--- Passage Enclosed Below ---

The gap between those two positions is wide enough to drive a fleet of FBI vans through. A House Oversight Committee report has alleged that Walz and Minnesota Attorney General Keith Ellison knew for years about widespread welfare fraud claims and failed to act.
Homeland Security Secretary Markwayne Mullin wrote directly to Walz: "You have zero credibility on this issue," accusing the governor of ignoring fraud.
It's a pattern familiar to anyone who has followed accountability failures among elected officials in recent years, leaders who ignore problems until they become politically untenable, then rush to the front of the parade.
Minnesota's Republican lawmakers used the moment to define Walz's legacy in terms he clearly did not intend. State Sen. Mark Koran told Fox News Digital that the governor "tried to wallpaper over his legacy by praising his failed policies and massive government expansion."
"The truth is, he leaves behind a legacy of widespread fraud, higher taxes on Minnesota families and a reckless 40% increase in state spending."

--- End of Enclosed Passage ---
--- Given data Enclosed Below ---

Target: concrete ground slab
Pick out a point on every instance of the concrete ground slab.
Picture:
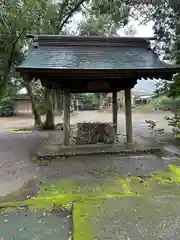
(128, 218)
(34, 225)
(53, 147)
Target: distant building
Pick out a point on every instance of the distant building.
(22, 105)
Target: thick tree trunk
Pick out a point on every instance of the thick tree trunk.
(59, 102)
(37, 117)
(101, 99)
(49, 122)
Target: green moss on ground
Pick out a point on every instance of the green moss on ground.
(63, 194)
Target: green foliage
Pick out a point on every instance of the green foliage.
(104, 18)
(6, 108)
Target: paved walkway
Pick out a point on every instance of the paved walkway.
(155, 216)
(16, 152)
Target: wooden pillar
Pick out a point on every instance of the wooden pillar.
(66, 104)
(114, 110)
(128, 112)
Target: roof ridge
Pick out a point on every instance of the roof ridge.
(113, 41)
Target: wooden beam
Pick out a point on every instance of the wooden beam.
(66, 104)
(128, 112)
(114, 110)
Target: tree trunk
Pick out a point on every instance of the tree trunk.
(59, 102)
(37, 117)
(101, 99)
(49, 122)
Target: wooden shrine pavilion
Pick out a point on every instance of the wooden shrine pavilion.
(76, 64)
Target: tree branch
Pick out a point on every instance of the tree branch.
(72, 11)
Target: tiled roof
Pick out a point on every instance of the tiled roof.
(58, 52)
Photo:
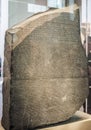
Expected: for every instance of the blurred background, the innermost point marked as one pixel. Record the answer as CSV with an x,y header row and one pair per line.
x,y
15,11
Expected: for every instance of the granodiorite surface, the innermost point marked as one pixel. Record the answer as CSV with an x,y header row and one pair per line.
x,y
48,70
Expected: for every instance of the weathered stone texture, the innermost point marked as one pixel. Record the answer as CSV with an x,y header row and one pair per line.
x,y
48,70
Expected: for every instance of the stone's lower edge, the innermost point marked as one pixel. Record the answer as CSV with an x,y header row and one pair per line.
x,y
45,101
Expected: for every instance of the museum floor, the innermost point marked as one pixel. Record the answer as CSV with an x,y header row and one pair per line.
x,y
79,121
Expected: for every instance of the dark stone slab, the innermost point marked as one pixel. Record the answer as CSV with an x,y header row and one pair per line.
x,y
48,70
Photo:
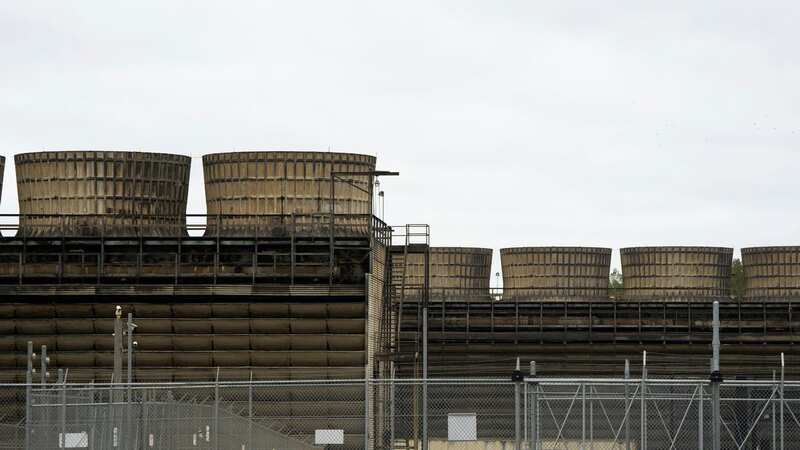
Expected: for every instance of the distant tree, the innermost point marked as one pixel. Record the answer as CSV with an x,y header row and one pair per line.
x,y
737,279
615,284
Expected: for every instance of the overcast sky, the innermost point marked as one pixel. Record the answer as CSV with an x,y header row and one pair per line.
x,y
512,123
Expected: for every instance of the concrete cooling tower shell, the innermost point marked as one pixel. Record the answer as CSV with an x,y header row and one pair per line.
x,y
771,272
456,273
94,193
652,273
268,193
557,273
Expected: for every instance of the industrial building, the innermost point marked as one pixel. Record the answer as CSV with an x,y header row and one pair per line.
x,y
284,278
290,275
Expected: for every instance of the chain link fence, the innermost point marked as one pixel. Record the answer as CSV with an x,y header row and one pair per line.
x,y
437,414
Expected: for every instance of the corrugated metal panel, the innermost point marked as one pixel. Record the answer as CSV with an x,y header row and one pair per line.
x,y
555,272
668,272
93,193
771,272
279,184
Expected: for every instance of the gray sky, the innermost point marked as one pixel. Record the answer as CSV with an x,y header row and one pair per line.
x,y
512,123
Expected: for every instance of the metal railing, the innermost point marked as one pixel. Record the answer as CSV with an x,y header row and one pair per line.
x,y
529,413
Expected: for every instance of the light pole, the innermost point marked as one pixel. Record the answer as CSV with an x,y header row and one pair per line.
x,y
339,175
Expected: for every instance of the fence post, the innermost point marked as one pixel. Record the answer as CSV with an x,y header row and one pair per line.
x,y
700,421
250,412
627,375
643,408
29,397
424,445
583,416
517,378
366,409
716,379
391,405
782,400
216,410
63,409
534,411
773,410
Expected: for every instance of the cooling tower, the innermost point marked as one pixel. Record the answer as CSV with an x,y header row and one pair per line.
x,y
276,193
456,273
92,193
771,272
676,272
555,272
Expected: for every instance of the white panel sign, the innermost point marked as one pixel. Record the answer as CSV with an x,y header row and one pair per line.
x,y
328,437
462,427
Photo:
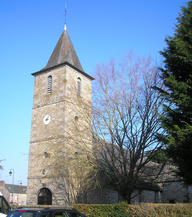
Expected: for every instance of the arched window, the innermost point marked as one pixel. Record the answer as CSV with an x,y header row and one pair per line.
x,y
49,85
44,197
79,86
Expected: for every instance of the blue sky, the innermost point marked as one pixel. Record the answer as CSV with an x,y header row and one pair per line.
x,y
99,30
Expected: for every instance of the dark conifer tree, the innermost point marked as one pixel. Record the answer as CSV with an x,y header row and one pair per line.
x,y
177,77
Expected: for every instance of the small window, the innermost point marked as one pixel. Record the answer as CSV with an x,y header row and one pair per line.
x,y
79,86
76,120
49,86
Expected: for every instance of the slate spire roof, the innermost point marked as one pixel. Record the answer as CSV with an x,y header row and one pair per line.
x,y
64,52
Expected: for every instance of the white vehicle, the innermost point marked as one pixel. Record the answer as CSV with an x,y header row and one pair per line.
x,y
4,206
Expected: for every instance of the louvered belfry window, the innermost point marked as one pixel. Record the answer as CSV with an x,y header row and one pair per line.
x,y
49,86
79,86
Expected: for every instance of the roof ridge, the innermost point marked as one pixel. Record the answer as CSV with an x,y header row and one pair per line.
x,y
64,52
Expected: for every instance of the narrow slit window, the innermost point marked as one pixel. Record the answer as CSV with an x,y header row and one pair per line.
x,y
79,86
49,86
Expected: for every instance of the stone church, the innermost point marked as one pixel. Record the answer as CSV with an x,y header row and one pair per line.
x,y
56,87
60,81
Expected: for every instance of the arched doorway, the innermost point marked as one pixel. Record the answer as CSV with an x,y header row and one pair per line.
x,y
44,197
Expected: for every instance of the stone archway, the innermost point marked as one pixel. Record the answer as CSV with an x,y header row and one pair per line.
x,y
44,197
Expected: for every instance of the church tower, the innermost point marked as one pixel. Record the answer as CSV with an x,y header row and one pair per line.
x,y
62,79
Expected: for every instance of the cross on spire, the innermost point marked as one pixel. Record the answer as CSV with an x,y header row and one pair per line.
x,y
65,16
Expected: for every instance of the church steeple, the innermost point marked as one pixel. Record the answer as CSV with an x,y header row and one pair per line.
x,y
64,52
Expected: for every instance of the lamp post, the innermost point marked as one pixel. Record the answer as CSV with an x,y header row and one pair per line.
x,y
19,183
10,173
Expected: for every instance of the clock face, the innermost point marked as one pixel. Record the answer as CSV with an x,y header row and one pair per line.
x,y
47,119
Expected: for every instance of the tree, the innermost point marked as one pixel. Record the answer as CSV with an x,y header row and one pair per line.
x,y
177,75
108,142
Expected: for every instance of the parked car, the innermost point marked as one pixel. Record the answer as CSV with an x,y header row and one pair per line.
x,y
45,212
5,208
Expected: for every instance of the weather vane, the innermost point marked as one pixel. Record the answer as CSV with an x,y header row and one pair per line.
x,y
65,13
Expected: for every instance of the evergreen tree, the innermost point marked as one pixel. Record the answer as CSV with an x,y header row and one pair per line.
x,y
177,77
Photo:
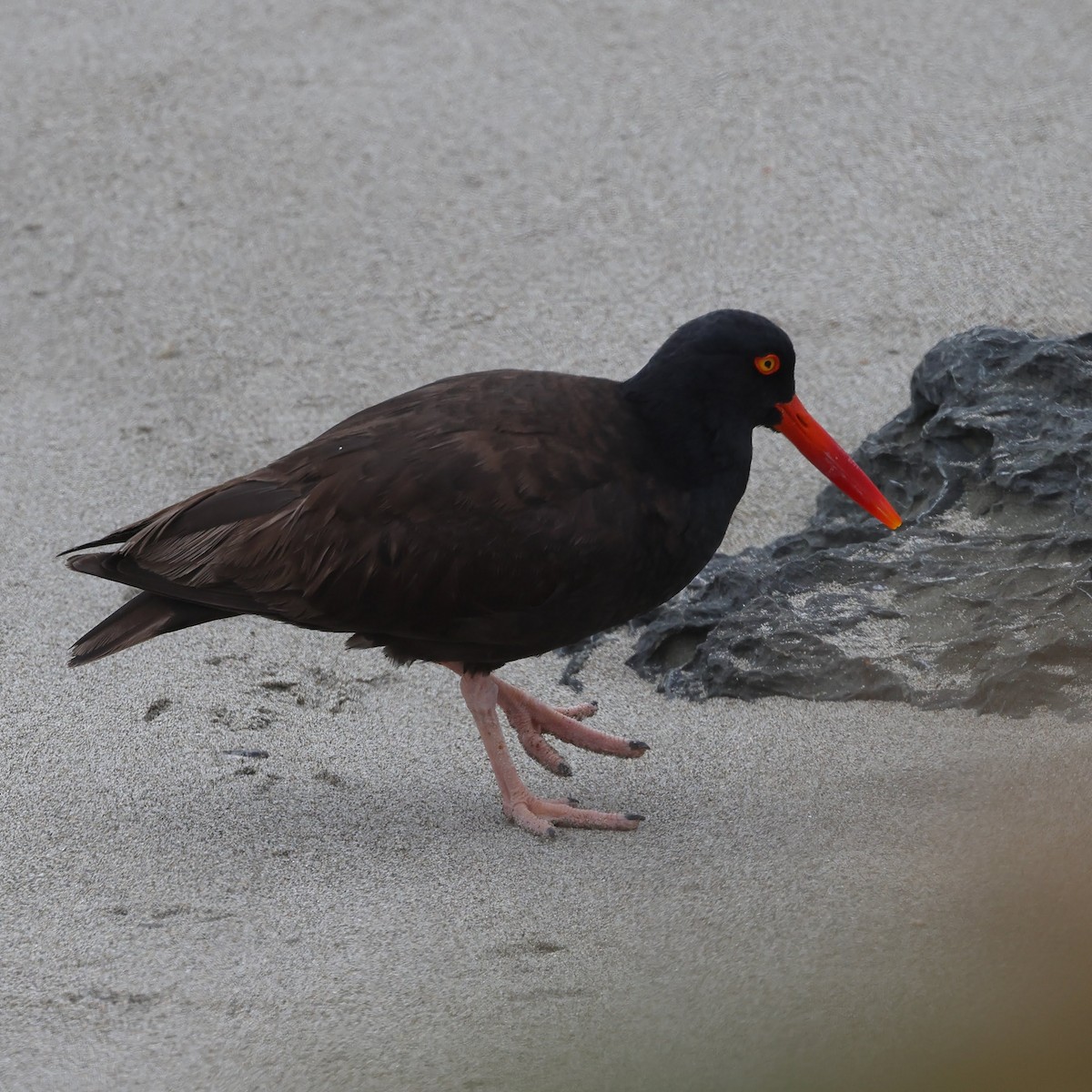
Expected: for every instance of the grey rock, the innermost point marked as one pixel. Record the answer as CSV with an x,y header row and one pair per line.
x,y
983,600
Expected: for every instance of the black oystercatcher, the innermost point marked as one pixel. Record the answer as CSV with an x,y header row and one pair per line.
x,y
483,519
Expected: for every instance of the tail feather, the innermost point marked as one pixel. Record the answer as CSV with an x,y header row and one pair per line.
x,y
143,617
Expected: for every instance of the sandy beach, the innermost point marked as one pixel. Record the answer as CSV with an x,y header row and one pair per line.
x,y
243,857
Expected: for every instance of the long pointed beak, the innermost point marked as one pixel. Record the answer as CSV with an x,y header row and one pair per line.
x,y
820,449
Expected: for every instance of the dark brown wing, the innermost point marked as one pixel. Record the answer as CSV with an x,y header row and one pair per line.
x,y
481,518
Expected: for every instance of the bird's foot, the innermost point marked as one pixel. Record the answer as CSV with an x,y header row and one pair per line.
x,y
538,814
541,814
533,719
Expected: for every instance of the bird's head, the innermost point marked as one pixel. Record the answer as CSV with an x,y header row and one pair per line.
x,y
743,366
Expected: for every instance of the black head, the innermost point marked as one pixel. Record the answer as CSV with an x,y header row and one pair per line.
x,y
731,364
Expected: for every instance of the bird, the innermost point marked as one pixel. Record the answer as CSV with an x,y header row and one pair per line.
x,y
481,519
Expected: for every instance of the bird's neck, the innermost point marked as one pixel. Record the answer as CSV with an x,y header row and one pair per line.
x,y
698,440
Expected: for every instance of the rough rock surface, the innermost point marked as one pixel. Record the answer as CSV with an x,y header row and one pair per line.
x,y
982,600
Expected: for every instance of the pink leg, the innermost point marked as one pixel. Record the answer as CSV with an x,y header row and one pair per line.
x,y
532,718
532,813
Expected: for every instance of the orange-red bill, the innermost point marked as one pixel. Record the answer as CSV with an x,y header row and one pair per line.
x,y
824,452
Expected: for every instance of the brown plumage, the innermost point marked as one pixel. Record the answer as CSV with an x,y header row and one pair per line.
x,y
476,520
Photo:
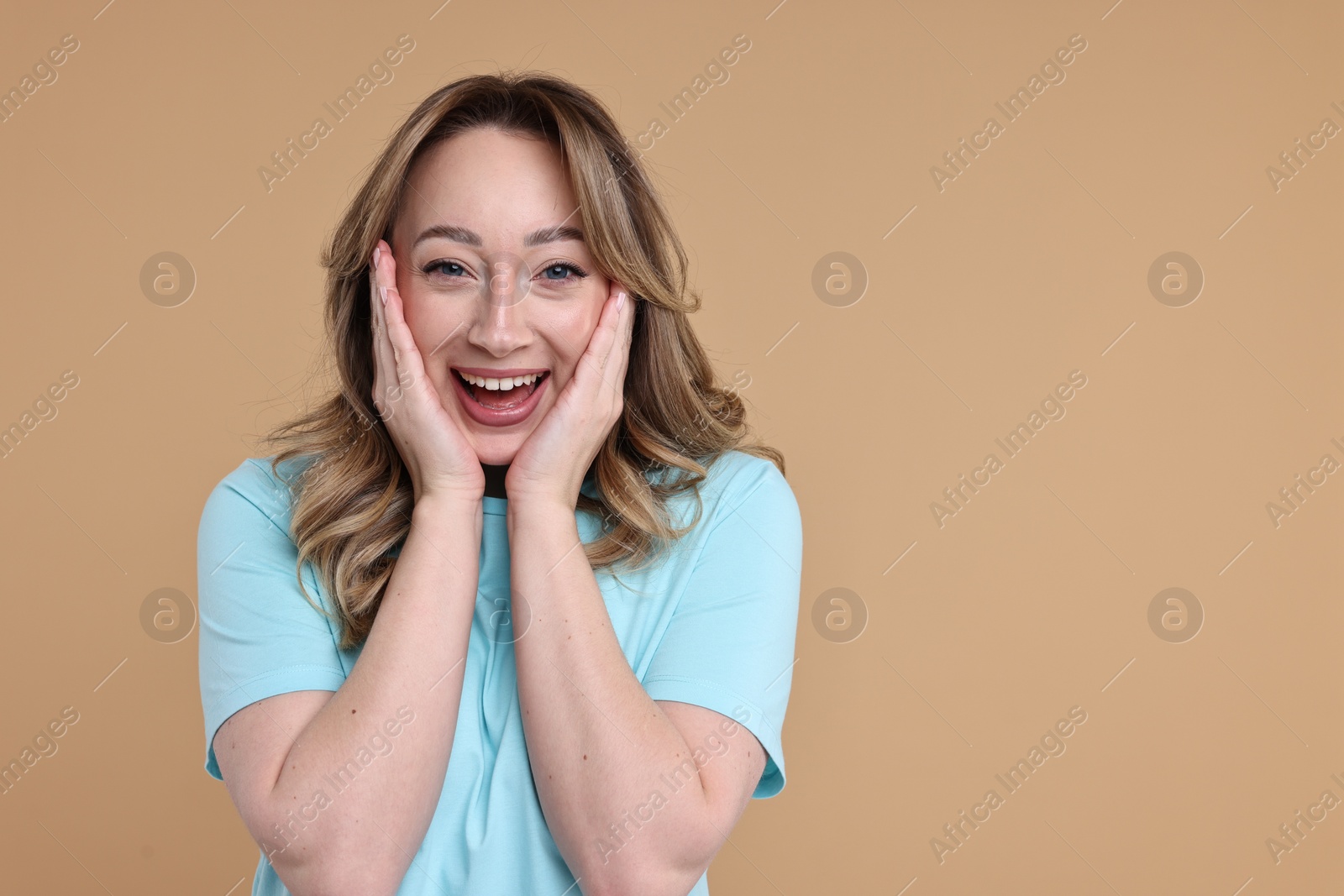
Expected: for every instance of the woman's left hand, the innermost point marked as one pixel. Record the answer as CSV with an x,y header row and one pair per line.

--- End of Enclosed Given data ---

_Directions_: Copy the passage about Walz and the Minnesota fraud claims word for word, starting at "The gap between" and ending at "of the parade.".

_Answer box_:
The gap between those two positions is wide enough to drive a fleet of FBI vans through. A House Oversight Committee report has alleged that Walz and Minnesota Attorney General Keith Ellison knew for years about widespread welfare fraud claims and failed to act.
Homeland Security Secretary Markwayne Mullin wrote directly to Walz: "You have zero credibility on this issue," accusing the governor of ignoring fraud.
It's a pattern familiar to anyone who has followed accountability failures among elected officials in recent years, leaders who ignore problems until they become politically untenable, then rush to the front of the parade.